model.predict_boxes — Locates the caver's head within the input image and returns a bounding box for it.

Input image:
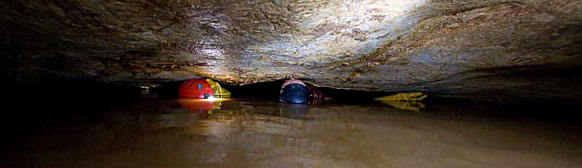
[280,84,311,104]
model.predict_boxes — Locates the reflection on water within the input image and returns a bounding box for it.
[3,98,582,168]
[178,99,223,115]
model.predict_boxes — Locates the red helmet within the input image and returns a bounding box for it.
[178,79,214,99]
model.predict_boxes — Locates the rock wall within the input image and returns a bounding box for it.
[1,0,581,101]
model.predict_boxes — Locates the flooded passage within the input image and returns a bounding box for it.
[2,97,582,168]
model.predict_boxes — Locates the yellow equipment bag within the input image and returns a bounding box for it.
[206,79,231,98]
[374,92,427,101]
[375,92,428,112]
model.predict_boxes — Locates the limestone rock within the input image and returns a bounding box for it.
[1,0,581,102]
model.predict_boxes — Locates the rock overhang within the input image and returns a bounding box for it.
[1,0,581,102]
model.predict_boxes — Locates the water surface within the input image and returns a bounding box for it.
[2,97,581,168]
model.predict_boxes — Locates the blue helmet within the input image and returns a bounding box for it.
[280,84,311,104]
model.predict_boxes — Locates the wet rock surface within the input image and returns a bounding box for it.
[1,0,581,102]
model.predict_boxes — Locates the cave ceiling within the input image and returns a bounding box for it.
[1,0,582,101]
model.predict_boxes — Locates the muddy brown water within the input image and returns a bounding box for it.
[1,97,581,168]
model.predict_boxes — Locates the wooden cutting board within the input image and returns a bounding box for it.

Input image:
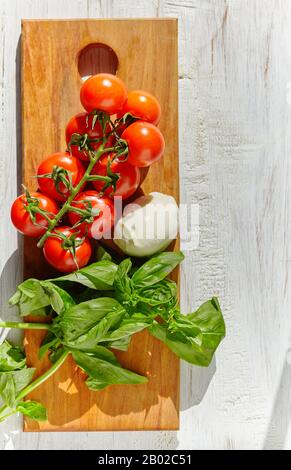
========================================
**Task to complete**: An exact copy of every entry above is needed, with the pictures left out.

**Answer section**:
model.predict_boxes — Locates the caver's head within the input image and returns a bounding box for it.

Input image:
[280,84,311,104]
model.predict_boxes — Locates the reflection on water within the input image and returns a bounding box for it.
[3,98,582,168]
[178,99,223,115]
model.predict_boxes — Locates the red helmet within the input image and returns a bounding box for it.
[178,79,214,99]
model.predict_boxes — Locates the rock wall within the input image and returns a bounding box for it.
[1,0,581,101]
model.predict_boxes — Locates the flooded passage within the input image and returns a bounding box for it.
[2,97,582,168]
model.predict_boxes — Locates the yellow equipment bag within the input image and returns a bounding box for it.
[206,79,231,98]
[374,92,427,101]
[375,92,428,112]
model.predict_boxes — Locates the limestone rock within the input image and returns a bounding box for it.
[1,0,581,102]
model.predict_boxes — Locates the rock overhang within the input image and returns a bounding box for it.
[1,0,581,102]
model.predict_boxes — Locates the water surface within the input image and returns a bounding box for it.
[2,97,581,168]
model.predict_boxes — Locates the blue helmet within the input image and returns a bounding box for it.
[280,84,311,104]
model.predict_boxes — Locates the wet rock surface within the input image and returns a bounding box for it.
[1,0,581,102]
model.predict_boxes — Locates the cave ceiling within the input image and returns a bounding box for it.
[1,0,582,101]
model.predict_boxes — Locates the muddy brown water within the input image and returns a bounding box for it.
[1,97,581,168]
model.predict_boxes — Locates the wooden cutting board within the input image and returns a bounding box for it.

Input image:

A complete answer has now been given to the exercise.